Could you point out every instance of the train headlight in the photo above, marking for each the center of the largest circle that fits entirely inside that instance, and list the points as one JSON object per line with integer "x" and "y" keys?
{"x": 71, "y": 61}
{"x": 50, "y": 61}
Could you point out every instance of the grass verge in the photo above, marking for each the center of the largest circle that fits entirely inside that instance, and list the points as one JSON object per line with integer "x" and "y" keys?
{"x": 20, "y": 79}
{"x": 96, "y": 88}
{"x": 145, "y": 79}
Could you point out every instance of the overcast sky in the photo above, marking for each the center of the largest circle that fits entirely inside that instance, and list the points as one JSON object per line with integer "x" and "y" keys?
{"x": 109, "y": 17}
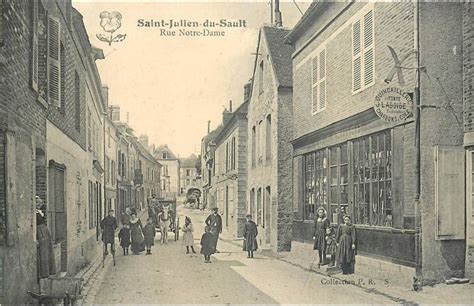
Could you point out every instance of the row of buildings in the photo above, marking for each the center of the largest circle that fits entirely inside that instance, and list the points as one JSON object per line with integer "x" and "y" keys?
{"x": 60, "y": 140}
{"x": 178, "y": 174}
{"x": 307, "y": 135}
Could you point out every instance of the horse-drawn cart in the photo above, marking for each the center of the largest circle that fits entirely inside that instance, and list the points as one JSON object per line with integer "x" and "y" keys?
{"x": 167, "y": 219}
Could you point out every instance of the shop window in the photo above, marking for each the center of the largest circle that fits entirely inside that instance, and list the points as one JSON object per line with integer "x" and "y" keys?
{"x": 372, "y": 175}
{"x": 316, "y": 182}
{"x": 363, "y": 57}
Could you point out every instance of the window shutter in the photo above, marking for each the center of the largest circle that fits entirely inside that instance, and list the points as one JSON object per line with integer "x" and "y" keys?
{"x": 449, "y": 193}
{"x": 369, "y": 48}
{"x": 314, "y": 84}
{"x": 322, "y": 80}
{"x": 34, "y": 61}
{"x": 356, "y": 56}
{"x": 54, "y": 68}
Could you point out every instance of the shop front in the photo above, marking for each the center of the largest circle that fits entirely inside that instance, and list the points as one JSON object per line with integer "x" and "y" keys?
{"x": 360, "y": 167}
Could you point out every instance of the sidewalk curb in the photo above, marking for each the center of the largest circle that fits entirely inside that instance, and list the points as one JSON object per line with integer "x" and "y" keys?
{"x": 272, "y": 254}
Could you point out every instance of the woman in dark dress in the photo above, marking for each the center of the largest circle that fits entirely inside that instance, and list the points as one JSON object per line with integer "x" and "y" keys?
{"x": 320, "y": 226}
{"x": 136, "y": 233}
{"x": 250, "y": 237}
{"x": 346, "y": 246}
{"x": 46, "y": 263}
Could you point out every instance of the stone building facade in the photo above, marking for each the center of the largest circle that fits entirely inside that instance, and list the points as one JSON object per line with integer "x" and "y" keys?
{"x": 169, "y": 172}
{"x": 348, "y": 160}
{"x": 269, "y": 185}
{"x": 75, "y": 135}
{"x": 208, "y": 149}
{"x": 468, "y": 101}
{"x": 229, "y": 181}
{"x": 23, "y": 163}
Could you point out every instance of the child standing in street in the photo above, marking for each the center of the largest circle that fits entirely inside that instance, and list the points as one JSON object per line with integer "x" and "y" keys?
{"x": 149, "y": 233}
{"x": 188, "y": 238}
{"x": 207, "y": 244}
{"x": 124, "y": 238}
{"x": 331, "y": 245}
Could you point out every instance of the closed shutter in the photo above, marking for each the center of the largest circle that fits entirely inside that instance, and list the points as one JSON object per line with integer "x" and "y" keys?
{"x": 314, "y": 84}
{"x": 449, "y": 193}
{"x": 369, "y": 48}
{"x": 356, "y": 56}
{"x": 54, "y": 67}
{"x": 322, "y": 80}
{"x": 34, "y": 61}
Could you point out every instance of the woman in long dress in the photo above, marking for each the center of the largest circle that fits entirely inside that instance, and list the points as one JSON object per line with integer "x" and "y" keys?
{"x": 250, "y": 237}
{"x": 320, "y": 226}
{"x": 136, "y": 233}
{"x": 46, "y": 261}
{"x": 188, "y": 238}
{"x": 346, "y": 246}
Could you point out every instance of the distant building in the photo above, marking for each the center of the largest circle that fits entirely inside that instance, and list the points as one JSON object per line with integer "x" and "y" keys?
{"x": 229, "y": 181}
{"x": 190, "y": 176}
{"x": 349, "y": 161}
{"x": 169, "y": 172}
{"x": 208, "y": 148}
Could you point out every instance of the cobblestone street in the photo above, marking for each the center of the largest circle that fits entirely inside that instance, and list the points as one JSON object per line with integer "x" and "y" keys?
{"x": 171, "y": 276}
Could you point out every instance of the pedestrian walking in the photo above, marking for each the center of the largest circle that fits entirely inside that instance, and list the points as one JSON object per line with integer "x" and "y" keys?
{"x": 46, "y": 262}
{"x": 331, "y": 246}
{"x": 214, "y": 220}
{"x": 126, "y": 216}
{"x": 207, "y": 244}
{"x": 108, "y": 225}
{"x": 149, "y": 232}
{"x": 250, "y": 236}
{"x": 346, "y": 246}
{"x": 124, "y": 238}
{"x": 320, "y": 226}
{"x": 136, "y": 234}
{"x": 188, "y": 238}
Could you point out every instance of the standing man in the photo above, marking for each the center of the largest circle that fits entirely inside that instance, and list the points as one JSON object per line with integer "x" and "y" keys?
{"x": 214, "y": 220}
{"x": 108, "y": 225}
{"x": 126, "y": 217}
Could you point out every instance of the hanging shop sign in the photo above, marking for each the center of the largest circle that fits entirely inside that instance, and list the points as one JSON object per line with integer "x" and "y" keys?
{"x": 392, "y": 104}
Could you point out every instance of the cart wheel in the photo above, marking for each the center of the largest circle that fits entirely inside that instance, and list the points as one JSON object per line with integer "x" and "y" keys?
{"x": 176, "y": 230}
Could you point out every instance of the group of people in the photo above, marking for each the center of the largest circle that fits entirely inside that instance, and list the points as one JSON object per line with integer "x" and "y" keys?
{"x": 138, "y": 237}
{"x": 339, "y": 244}
{"x": 133, "y": 235}
{"x": 214, "y": 227}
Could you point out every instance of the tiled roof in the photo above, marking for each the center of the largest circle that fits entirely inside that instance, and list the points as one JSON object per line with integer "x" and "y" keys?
{"x": 189, "y": 162}
{"x": 280, "y": 54}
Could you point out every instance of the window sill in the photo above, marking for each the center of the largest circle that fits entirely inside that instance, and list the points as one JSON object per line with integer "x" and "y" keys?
{"x": 42, "y": 102}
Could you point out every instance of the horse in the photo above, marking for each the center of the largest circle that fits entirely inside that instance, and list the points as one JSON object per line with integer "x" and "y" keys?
{"x": 164, "y": 220}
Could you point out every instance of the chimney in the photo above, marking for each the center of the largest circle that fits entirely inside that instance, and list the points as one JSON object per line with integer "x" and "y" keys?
{"x": 226, "y": 115}
{"x": 278, "y": 20}
{"x": 105, "y": 93}
{"x": 143, "y": 139}
{"x": 247, "y": 92}
{"x": 114, "y": 111}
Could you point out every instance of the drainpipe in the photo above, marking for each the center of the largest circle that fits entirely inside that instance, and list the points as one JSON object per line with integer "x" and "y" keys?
{"x": 418, "y": 219}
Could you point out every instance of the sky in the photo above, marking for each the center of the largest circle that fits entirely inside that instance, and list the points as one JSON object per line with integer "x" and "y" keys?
{"x": 170, "y": 86}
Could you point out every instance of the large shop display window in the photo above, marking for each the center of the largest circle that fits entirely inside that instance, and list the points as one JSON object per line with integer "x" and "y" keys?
{"x": 354, "y": 177}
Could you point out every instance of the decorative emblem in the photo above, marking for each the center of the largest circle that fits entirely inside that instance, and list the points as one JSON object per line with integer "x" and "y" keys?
{"x": 111, "y": 22}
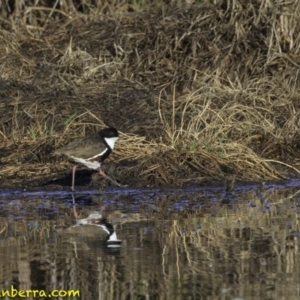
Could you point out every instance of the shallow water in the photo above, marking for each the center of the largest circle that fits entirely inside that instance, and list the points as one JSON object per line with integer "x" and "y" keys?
{"x": 183, "y": 243}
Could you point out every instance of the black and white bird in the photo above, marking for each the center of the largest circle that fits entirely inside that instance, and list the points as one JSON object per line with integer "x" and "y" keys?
{"x": 91, "y": 151}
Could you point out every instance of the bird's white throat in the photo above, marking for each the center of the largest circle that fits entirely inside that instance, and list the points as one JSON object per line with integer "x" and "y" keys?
{"x": 111, "y": 142}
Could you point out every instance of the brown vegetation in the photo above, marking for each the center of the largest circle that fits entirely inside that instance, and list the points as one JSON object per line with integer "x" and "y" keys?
{"x": 199, "y": 91}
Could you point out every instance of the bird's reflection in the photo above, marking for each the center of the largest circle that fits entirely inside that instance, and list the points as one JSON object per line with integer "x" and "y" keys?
{"x": 96, "y": 219}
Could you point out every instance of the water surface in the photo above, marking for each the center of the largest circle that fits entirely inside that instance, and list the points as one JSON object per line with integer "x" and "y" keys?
{"x": 177, "y": 243}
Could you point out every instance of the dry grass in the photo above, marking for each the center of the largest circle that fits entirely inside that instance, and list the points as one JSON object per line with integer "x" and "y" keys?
{"x": 199, "y": 91}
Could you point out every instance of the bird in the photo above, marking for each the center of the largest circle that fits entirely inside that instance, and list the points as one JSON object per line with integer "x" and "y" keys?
{"x": 91, "y": 151}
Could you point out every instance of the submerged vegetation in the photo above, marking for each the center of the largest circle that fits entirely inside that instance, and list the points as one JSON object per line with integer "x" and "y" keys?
{"x": 199, "y": 91}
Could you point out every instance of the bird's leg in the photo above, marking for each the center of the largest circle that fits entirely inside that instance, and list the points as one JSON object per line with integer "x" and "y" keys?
{"x": 73, "y": 177}
{"x": 74, "y": 207}
{"x": 109, "y": 178}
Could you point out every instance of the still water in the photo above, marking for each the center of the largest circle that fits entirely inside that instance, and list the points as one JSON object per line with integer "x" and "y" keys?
{"x": 182, "y": 243}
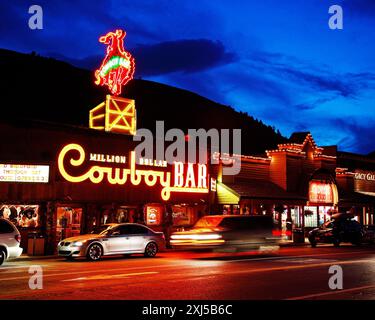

WRITTEN INSTRUCTION:
Pick out every line of the records that contains the string "shop", treating uppercase and lowercase as different.

SOLUTION TO THE PROBLEM:
Could you point out every instance of the shop window in the photo above, marking for each the center of the largest circle that fits entirely inside that instance, and list the points as one JSON object per line with integer "x" and "y" keys?
Could you point out every instance of the shop front in the photo above, marking for each the center of the largest circle that fits entirely inside that instance, and list the points as one JSON object per line with integer "x" and "y" keys?
Could you point out every instance of the hanging shop sign in the photo above, marking for each the center of the largest circle that fits entirely inside that instance, and list the points as one JSON object per line with integer "x" and "y" keys?
Could you point out every instance of the large shop display window in the photo above, marking for each the center of the largest circle that fits entirely inside that instance, and list the points as one JSON object per line with integer "x" and "y" keys?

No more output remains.